## SET TASK
Please find every line in the listing below that contains the word "standing" and copy each such line in full.

--- START RECORDS TO PROCESS ---

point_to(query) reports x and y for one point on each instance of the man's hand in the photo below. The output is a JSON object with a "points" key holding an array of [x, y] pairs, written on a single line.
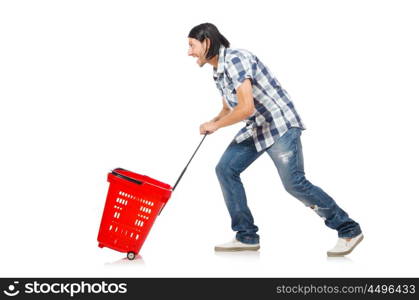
{"points": [[208, 127]]}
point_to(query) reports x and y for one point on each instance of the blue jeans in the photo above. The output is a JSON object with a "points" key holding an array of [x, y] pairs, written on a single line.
{"points": [[287, 156]]}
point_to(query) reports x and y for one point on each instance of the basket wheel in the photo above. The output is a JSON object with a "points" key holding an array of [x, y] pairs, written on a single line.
{"points": [[131, 255]]}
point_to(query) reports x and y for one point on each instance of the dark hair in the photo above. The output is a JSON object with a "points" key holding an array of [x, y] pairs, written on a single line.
{"points": [[208, 30]]}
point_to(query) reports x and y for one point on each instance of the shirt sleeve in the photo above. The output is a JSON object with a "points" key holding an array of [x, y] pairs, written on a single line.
{"points": [[239, 69], [219, 87]]}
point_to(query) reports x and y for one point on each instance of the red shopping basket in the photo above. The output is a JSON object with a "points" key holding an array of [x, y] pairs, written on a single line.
{"points": [[132, 205]]}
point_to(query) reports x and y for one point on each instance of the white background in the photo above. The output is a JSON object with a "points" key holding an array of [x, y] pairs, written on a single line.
{"points": [[88, 86]]}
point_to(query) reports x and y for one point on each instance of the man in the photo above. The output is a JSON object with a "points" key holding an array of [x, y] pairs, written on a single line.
{"points": [[251, 93]]}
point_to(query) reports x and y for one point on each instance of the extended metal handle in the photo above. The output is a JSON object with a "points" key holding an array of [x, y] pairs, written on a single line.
{"points": [[125, 176]]}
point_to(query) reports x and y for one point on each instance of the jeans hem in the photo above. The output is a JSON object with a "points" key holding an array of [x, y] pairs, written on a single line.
{"points": [[248, 241]]}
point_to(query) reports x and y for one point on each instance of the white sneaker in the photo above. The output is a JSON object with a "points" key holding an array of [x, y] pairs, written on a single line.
{"points": [[344, 247], [236, 245]]}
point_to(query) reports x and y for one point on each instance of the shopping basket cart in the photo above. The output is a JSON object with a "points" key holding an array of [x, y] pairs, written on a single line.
{"points": [[132, 205]]}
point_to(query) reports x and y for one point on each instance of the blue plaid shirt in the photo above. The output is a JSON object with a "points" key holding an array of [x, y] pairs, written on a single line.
{"points": [[274, 112]]}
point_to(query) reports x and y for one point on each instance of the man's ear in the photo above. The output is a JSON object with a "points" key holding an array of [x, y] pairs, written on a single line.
{"points": [[207, 45]]}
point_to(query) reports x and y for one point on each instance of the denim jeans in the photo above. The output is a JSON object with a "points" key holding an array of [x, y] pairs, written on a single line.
{"points": [[287, 156]]}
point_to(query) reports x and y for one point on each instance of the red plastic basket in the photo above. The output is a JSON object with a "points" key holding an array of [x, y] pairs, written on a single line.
{"points": [[132, 205]]}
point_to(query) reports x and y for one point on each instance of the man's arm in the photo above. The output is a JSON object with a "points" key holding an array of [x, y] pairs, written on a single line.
{"points": [[224, 111], [244, 108]]}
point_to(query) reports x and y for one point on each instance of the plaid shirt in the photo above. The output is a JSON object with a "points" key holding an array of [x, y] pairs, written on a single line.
{"points": [[274, 112]]}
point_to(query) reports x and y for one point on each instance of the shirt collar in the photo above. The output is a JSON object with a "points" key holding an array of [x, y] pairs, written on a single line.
{"points": [[221, 62]]}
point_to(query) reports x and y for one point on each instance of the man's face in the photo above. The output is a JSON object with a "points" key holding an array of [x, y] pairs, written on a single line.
{"points": [[198, 50]]}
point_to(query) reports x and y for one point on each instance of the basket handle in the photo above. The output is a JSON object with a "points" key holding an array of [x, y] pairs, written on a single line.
{"points": [[125, 176]]}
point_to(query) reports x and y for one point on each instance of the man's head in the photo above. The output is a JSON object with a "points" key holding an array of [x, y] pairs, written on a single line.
{"points": [[204, 42]]}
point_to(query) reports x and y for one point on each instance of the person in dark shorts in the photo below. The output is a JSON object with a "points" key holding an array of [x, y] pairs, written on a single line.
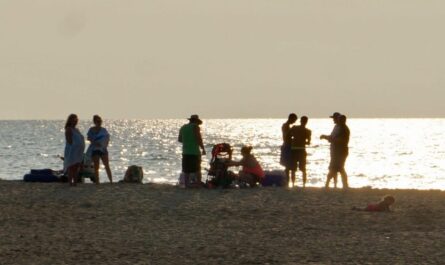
{"points": [[300, 137], [286, 155], [98, 149], [191, 139], [339, 150]]}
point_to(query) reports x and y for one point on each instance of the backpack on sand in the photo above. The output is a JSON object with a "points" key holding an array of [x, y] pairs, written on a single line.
{"points": [[134, 174]]}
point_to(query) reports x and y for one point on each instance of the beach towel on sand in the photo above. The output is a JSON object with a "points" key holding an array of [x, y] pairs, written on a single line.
{"points": [[74, 151]]}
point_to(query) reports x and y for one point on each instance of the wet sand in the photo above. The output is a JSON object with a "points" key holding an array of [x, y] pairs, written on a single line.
{"points": [[160, 224]]}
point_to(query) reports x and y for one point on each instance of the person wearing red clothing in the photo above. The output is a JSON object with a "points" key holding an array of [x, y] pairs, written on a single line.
{"points": [[251, 172]]}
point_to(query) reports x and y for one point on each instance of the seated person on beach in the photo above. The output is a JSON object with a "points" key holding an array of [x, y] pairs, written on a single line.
{"points": [[382, 206], [251, 172]]}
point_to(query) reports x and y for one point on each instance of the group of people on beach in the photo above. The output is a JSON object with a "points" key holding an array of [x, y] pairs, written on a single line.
{"points": [[293, 150], [296, 138], [74, 155], [293, 153]]}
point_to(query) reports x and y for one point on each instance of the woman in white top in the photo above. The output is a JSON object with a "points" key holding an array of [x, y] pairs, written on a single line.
{"points": [[98, 149], [74, 148]]}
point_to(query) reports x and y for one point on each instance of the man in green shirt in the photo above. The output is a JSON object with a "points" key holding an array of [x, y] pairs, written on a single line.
{"points": [[191, 139]]}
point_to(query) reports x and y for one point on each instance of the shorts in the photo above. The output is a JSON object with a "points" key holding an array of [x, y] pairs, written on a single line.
{"points": [[298, 159], [99, 153], [191, 163], [286, 156], [338, 160]]}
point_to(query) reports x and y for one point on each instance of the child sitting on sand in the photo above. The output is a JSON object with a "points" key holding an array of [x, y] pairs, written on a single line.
{"points": [[251, 172], [382, 206]]}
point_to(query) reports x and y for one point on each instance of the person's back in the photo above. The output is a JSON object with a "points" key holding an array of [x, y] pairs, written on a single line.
{"points": [[190, 145], [285, 130], [341, 140], [299, 135]]}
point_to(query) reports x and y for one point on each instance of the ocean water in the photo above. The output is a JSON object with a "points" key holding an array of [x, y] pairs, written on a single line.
{"points": [[384, 153]]}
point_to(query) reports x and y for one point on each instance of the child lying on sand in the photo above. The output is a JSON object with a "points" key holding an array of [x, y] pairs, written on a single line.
{"points": [[382, 206]]}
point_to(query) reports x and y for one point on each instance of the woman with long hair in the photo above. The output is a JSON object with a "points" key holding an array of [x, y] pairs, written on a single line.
{"points": [[74, 148]]}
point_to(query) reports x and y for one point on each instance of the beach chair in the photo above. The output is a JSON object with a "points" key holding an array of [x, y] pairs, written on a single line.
{"points": [[86, 170], [218, 175]]}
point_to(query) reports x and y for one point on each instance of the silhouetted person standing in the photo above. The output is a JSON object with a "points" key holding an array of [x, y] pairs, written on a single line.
{"points": [[339, 140], [300, 137], [286, 155], [191, 139]]}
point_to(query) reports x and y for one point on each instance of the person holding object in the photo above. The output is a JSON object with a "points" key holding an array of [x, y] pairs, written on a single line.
{"points": [[300, 137], [74, 148], [339, 150], [286, 154], [382, 206], [98, 149], [192, 149]]}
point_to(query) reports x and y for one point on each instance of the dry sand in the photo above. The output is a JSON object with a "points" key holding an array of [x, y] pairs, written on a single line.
{"points": [[159, 224]]}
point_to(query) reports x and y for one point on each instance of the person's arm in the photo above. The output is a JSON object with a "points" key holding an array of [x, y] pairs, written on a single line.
{"points": [[325, 137], [89, 135], [199, 139], [107, 140], [69, 135], [308, 137], [180, 136], [233, 163]]}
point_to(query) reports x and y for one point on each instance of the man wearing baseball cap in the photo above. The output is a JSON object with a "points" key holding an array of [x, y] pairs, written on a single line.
{"points": [[339, 139], [191, 139]]}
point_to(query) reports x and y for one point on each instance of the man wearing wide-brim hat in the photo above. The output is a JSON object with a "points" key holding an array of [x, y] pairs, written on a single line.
{"points": [[339, 139], [192, 149]]}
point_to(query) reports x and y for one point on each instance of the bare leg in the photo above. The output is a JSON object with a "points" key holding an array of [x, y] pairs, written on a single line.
{"points": [[335, 180], [344, 178], [96, 160], [331, 175], [287, 171], [304, 177], [106, 163], [72, 174], [293, 177]]}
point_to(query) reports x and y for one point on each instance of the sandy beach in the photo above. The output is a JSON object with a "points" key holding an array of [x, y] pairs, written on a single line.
{"points": [[160, 224]]}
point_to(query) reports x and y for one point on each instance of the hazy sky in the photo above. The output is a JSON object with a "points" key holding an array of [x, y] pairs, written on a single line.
{"points": [[221, 59]]}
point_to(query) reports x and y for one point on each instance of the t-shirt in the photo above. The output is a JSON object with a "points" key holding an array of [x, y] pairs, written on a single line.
{"points": [[190, 144], [251, 165], [299, 136], [285, 130]]}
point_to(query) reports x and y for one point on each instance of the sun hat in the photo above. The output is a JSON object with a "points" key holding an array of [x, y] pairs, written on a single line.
{"points": [[195, 117], [335, 115]]}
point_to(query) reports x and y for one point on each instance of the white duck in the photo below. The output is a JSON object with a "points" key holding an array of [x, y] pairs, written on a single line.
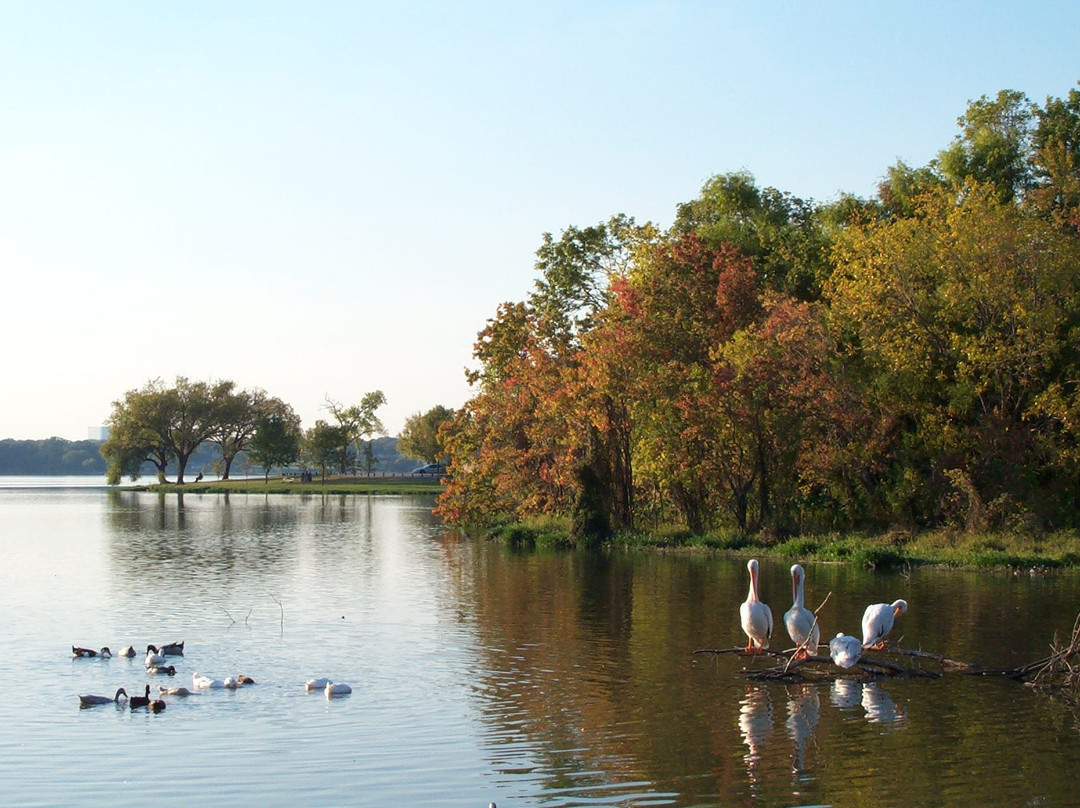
{"points": [[845, 649], [756, 617], [93, 700], [337, 688], [799, 621], [201, 682], [878, 620]]}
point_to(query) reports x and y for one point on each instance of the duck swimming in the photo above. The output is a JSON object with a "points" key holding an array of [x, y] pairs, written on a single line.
{"points": [[94, 700]]}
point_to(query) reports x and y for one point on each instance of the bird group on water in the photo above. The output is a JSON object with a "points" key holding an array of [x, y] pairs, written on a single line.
{"points": [[801, 623], [156, 659]]}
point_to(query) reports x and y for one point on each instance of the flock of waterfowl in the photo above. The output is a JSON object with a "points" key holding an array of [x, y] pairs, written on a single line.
{"points": [[156, 664], [801, 623]]}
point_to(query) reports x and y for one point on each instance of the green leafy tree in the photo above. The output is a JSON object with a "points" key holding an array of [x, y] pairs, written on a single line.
{"points": [[419, 438], [278, 438]]}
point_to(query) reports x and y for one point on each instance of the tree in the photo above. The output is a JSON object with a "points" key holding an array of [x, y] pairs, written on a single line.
{"points": [[359, 422], [419, 438], [278, 436]]}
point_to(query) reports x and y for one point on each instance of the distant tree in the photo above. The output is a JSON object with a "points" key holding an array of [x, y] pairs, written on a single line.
{"points": [[324, 446], [358, 422], [278, 436], [419, 438]]}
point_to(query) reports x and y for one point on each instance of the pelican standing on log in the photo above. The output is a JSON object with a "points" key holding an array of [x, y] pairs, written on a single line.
{"points": [[878, 620], [800, 621], [756, 616]]}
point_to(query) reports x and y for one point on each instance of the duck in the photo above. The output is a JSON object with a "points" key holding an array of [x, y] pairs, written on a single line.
{"points": [[88, 652], [800, 621], [201, 682], [878, 620], [756, 616], [94, 700], [136, 701], [845, 649]]}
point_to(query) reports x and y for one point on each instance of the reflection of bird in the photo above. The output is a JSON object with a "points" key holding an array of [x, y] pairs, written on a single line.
{"points": [[756, 617], [88, 652], [337, 688], [137, 701], [92, 700], [200, 681], [846, 694], [845, 649], [878, 620], [879, 707], [799, 620]]}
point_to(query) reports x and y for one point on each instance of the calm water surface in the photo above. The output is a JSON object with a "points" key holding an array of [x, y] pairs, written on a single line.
{"points": [[481, 674]]}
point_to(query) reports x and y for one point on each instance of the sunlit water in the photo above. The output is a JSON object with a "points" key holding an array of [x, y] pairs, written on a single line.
{"points": [[481, 674]]}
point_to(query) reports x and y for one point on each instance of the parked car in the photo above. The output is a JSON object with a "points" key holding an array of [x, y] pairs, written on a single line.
{"points": [[430, 469]]}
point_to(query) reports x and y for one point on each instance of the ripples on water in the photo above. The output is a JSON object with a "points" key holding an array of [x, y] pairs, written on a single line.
{"points": [[478, 673]]}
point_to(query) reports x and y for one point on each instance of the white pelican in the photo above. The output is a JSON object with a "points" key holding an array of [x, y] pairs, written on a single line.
{"points": [[845, 649], [799, 620], [86, 652], [200, 682], [878, 620], [92, 700], [756, 616]]}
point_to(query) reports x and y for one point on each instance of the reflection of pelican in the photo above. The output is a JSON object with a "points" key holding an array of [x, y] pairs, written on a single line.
{"points": [[756, 617], [755, 723], [799, 620], [88, 652], [879, 707], [846, 694], [92, 700], [878, 620], [845, 649], [802, 713]]}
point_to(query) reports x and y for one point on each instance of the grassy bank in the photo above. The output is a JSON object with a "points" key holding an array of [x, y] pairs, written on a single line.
{"points": [[1002, 550], [340, 484]]}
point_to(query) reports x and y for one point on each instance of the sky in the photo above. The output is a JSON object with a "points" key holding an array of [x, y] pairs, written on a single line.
{"points": [[326, 199]]}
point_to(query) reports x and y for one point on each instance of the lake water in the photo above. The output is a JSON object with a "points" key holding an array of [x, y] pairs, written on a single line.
{"points": [[480, 674]]}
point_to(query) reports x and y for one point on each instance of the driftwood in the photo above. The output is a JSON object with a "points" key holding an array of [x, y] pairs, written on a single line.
{"points": [[1057, 674]]}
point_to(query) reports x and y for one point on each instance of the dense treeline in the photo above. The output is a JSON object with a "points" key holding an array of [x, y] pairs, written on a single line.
{"points": [[771, 364]]}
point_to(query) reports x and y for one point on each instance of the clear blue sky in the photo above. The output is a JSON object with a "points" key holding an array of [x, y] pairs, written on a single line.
{"points": [[325, 199]]}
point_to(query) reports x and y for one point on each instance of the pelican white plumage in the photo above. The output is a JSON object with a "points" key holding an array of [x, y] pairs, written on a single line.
{"points": [[800, 621], [878, 620], [845, 649], [94, 700], [756, 616], [337, 688], [201, 682]]}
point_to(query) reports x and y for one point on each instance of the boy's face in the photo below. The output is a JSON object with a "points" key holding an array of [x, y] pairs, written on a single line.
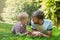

--- END RECORDS TO PROCESS ---

## THE REPLY
point_to(query) reports x and y for one point on each instance of the silhouetted person standing in the photo above. The output is a JSON object with a "points" key holding an array of [x, y] pairs, written on a single line.
point_to(query) reports x and y for one point on each instance of the pelican standing on log in the photo above. The output is a JSON object with a "points" key holding an array of [x, y] pairs, written on a single line.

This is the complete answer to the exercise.